───── SOURCE

Ne pas prendre des 16x minimum, qui peuvent créer des problèmes de compatibilité, mais plutôt des 2x ou 4x minimum, au moins c'est (pratiquement) sûr qu'il n'y aura pas de problème !


----------



## voyou (14 Juillet 2004)

Merci pour l'info.


----------



## godzilla (15 Juillet 2004)

me revoila!je viens d'acheter des nouveau CD-RW qui m'ont couté la peau du cul (16,95 chfr -> 11.3¤) et voila.j'insère mon cd,il me demande ce qu'il faut faire.je mets tout bêtement "utiliser dans le Finder" et ensuite,le recrache en disant qu'il y a une erreur (-43)...je deviens gentiment fou donc!!!et je sais pas que faire...une clean install peut etre.mais je sais pas si ca servirais.....moi je dis,autant m'acheter un nouvel ordinateur un peu mieux que cette fin de serie que liquidais le magasin juste avant la sortie du Imac G4...
gnaaaaa


----------



## alumni (16 Juillet 2004)

──────────

▶ TRAVAIL DEMANDÉ:
a) Reproduisez le passage du fil sur les CD-RW qui commence à « me revoila!je viens » et se termine à « du Imac G4... ».
b) Dans le fil sur les CD-RW, quel code d'erreur est signalé lorsque le CD-RW inséré est recraché ?
Les enregistrements constituent un matériau distinct du fil sur les CD-RW.

───── DONNÉES FOURNIES

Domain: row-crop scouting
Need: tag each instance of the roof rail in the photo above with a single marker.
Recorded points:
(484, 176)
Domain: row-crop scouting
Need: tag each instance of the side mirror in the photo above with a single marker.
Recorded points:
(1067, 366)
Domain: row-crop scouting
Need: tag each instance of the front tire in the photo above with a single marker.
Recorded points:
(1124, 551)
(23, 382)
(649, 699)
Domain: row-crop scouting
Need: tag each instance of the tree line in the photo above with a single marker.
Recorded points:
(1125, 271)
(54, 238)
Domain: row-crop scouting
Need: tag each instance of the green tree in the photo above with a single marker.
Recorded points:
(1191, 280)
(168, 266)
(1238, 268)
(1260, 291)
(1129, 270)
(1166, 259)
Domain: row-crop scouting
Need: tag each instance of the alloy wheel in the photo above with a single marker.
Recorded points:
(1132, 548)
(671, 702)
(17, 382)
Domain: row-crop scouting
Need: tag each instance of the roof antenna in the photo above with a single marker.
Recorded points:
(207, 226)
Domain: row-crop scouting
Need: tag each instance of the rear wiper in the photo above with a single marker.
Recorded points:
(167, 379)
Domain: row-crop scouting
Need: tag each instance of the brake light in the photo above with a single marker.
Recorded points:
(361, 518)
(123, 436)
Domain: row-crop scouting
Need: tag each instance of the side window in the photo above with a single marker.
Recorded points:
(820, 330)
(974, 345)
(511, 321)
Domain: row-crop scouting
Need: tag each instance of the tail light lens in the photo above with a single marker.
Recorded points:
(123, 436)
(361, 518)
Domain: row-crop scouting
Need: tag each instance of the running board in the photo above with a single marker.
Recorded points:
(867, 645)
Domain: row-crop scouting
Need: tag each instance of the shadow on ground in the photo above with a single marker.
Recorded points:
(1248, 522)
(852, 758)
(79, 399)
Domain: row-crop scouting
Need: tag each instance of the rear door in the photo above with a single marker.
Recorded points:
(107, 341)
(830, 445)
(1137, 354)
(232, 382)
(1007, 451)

──────────

▶ RÉPONSES PAR TÂCHE:
a)
me revoila!je viens d'acheter des nouveau CD-RW qui m'ont couté la peau du cul (16,95 chfr -> 11.3¤) et voila.j'insère mon cd,il me demande ce qu'il faut faire.je mets tout bêtement "utiliser dans le Finder" et ensuite,le recrache en disant qu'il y a une erreur (-43)...je deviens gentiment fou donc!!!et je sais pas que faire...une clean install peut etre.mais je sais pas si ca servirais.....moi je dis,autant m'acheter un nouvel ordinateur un peu mieux que cette fin de serie que liquidais le magasin juste avant la sortie du Imac G4...

b) L'erreur -43.